Stored items from a collection
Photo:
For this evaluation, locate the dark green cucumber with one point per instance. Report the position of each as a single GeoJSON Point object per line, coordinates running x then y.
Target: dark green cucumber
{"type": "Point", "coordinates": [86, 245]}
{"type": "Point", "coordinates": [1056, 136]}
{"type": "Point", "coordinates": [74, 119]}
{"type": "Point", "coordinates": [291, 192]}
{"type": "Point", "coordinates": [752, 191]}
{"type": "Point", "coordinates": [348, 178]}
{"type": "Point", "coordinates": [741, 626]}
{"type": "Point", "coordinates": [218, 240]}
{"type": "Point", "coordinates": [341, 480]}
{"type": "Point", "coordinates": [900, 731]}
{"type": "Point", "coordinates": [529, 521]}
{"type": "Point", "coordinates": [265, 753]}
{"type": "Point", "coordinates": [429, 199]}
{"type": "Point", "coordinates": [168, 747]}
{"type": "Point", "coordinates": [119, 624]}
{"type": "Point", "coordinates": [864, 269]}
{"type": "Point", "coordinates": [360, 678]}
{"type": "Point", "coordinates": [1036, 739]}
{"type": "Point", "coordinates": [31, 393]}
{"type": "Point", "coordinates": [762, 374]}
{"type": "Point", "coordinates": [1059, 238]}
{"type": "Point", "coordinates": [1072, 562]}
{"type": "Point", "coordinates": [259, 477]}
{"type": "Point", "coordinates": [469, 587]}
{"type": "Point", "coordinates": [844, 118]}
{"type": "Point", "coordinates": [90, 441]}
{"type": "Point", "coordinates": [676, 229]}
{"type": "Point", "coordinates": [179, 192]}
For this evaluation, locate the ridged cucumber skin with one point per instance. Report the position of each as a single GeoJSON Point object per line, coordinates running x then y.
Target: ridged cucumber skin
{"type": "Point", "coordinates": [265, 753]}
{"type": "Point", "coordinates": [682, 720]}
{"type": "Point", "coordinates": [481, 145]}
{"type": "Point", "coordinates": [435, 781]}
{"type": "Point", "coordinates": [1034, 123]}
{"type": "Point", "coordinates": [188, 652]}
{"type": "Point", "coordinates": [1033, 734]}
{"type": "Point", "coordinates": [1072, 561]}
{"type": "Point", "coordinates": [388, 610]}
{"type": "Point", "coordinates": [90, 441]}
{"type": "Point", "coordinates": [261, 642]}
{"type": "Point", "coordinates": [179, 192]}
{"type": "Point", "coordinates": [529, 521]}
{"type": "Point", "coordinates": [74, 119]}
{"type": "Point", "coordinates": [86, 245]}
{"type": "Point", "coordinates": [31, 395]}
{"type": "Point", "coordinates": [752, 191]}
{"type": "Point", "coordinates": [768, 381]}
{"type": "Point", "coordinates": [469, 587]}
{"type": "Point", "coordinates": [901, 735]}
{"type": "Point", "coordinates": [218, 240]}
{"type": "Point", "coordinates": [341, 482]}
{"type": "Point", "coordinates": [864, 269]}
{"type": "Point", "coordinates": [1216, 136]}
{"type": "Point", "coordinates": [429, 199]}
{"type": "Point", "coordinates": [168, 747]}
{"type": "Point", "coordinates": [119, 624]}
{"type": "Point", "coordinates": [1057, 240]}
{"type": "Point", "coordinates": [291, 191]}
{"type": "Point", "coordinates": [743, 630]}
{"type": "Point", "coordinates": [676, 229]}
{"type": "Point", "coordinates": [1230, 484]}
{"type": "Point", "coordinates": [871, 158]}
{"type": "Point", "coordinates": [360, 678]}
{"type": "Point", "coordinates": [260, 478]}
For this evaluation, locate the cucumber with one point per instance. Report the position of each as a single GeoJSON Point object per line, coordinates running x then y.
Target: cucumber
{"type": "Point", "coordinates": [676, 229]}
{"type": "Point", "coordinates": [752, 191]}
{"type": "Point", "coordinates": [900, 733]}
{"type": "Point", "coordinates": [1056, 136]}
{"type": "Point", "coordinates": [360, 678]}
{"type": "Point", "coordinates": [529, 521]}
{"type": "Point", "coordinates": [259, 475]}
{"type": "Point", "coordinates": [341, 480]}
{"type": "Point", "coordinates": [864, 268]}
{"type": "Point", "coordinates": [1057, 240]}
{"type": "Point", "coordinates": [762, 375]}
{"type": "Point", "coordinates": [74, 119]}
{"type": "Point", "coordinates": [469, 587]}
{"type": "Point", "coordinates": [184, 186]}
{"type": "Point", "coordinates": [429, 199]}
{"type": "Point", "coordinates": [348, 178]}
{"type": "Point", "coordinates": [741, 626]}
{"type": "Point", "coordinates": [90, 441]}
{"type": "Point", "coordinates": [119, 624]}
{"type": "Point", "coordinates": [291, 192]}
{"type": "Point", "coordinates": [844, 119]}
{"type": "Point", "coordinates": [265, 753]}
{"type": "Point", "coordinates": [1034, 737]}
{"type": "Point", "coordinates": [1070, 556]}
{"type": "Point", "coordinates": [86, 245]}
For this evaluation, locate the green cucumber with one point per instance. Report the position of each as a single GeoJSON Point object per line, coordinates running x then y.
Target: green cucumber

■ TASK:
Copy the material above, line for line.

■ ANSWER TO THIS EXERCISE:
Photo:
For this evaluation, locate the dark green cucumber with one point per instance. Report the position of each as a single GeoJSON Point object per line, coordinates running x then y.
Target: dark green cucumber
{"type": "Point", "coordinates": [86, 245]}
{"type": "Point", "coordinates": [1056, 136]}
{"type": "Point", "coordinates": [74, 119]}
{"type": "Point", "coordinates": [291, 192]}
{"type": "Point", "coordinates": [752, 191]}
{"type": "Point", "coordinates": [348, 178]}
{"type": "Point", "coordinates": [741, 626]}
{"type": "Point", "coordinates": [218, 240]}
{"type": "Point", "coordinates": [341, 480]}
{"type": "Point", "coordinates": [900, 731]}
{"type": "Point", "coordinates": [529, 521]}
{"type": "Point", "coordinates": [265, 753]}
{"type": "Point", "coordinates": [429, 199]}
{"type": "Point", "coordinates": [168, 747]}
{"type": "Point", "coordinates": [119, 624]}
{"type": "Point", "coordinates": [864, 269]}
{"type": "Point", "coordinates": [360, 678]}
{"type": "Point", "coordinates": [1036, 739]}
{"type": "Point", "coordinates": [31, 393]}
{"type": "Point", "coordinates": [762, 374]}
{"type": "Point", "coordinates": [1059, 238]}
{"type": "Point", "coordinates": [1072, 562]}
{"type": "Point", "coordinates": [259, 477]}
{"type": "Point", "coordinates": [469, 587]}
{"type": "Point", "coordinates": [844, 118]}
{"type": "Point", "coordinates": [90, 441]}
{"type": "Point", "coordinates": [676, 229]}
{"type": "Point", "coordinates": [179, 192]}
For this evaluation, locate the ridged cucumber skin with one point per instance. Report the position of each as a single GeoJSON Point object per line, coordinates running x then y.
Target: ridged cucumber skin
{"type": "Point", "coordinates": [265, 753]}
{"type": "Point", "coordinates": [682, 720]}
{"type": "Point", "coordinates": [481, 145]}
{"type": "Point", "coordinates": [435, 781]}
{"type": "Point", "coordinates": [1034, 123]}
{"type": "Point", "coordinates": [188, 652]}
{"type": "Point", "coordinates": [1033, 734]}
{"type": "Point", "coordinates": [1072, 561]}
{"type": "Point", "coordinates": [388, 610]}
{"type": "Point", "coordinates": [90, 441]}
{"type": "Point", "coordinates": [261, 642]}
{"type": "Point", "coordinates": [179, 192]}
{"type": "Point", "coordinates": [529, 521]}
{"type": "Point", "coordinates": [74, 119]}
{"type": "Point", "coordinates": [86, 245]}
{"type": "Point", "coordinates": [31, 395]}
{"type": "Point", "coordinates": [752, 191]}
{"type": "Point", "coordinates": [768, 381]}
{"type": "Point", "coordinates": [469, 587]}
{"type": "Point", "coordinates": [901, 735]}
{"type": "Point", "coordinates": [218, 240]}
{"type": "Point", "coordinates": [341, 482]}
{"type": "Point", "coordinates": [864, 269]}
{"type": "Point", "coordinates": [1216, 136]}
{"type": "Point", "coordinates": [429, 199]}
{"type": "Point", "coordinates": [168, 747]}
{"type": "Point", "coordinates": [119, 624]}
{"type": "Point", "coordinates": [1057, 240]}
{"type": "Point", "coordinates": [291, 191]}
{"type": "Point", "coordinates": [743, 630]}
{"type": "Point", "coordinates": [676, 229]}
{"type": "Point", "coordinates": [1230, 484]}
{"type": "Point", "coordinates": [871, 158]}
{"type": "Point", "coordinates": [360, 678]}
{"type": "Point", "coordinates": [260, 478]}
For this evaluation, locate the cucumber with one point per instance. Report the position of each as a single GeoJSON Point object per line, coordinates running x then y.
Target: cucumber
{"type": "Point", "coordinates": [676, 229]}
{"type": "Point", "coordinates": [752, 191]}
{"type": "Point", "coordinates": [900, 733]}
{"type": "Point", "coordinates": [1056, 136]}
{"type": "Point", "coordinates": [360, 678]}
{"type": "Point", "coordinates": [529, 521]}
{"type": "Point", "coordinates": [259, 475]}
{"type": "Point", "coordinates": [341, 480]}
{"type": "Point", "coordinates": [864, 268]}
{"type": "Point", "coordinates": [1057, 240]}
{"type": "Point", "coordinates": [762, 375]}
{"type": "Point", "coordinates": [74, 119]}
{"type": "Point", "coordinates": [469, 587]}
{"type": "Point", "coordinates": [184, 186]}
{"type": "Point", "coordinates": [429, 199]}
{"type": "Point", "coordinates": [348, 178]}
{"type": "Point", "coordinates": [741, 626]}
{"type": "Point", "coordinates": [90, 441]}
{"type": "Point", "coordinates": [119, 624]}
{"type": "Point", "coordinates": [291, 192]}
{"type": "Point", "coordinates": [844, 119]}
{"type": "Point", "coordinates": [265, 753]}
{"type": "Point", "coordinates": [1034, 737]}
{"type": "Point", "coordinates": [1070, 556]}
{"type": "Point", "coordinates": [86, 245]}
For this evaluation, locate the green cucumber with one point per instance. Report the position of each as a single GeoJSON Point object per line, coordinates running x then y.
Target: green cucumber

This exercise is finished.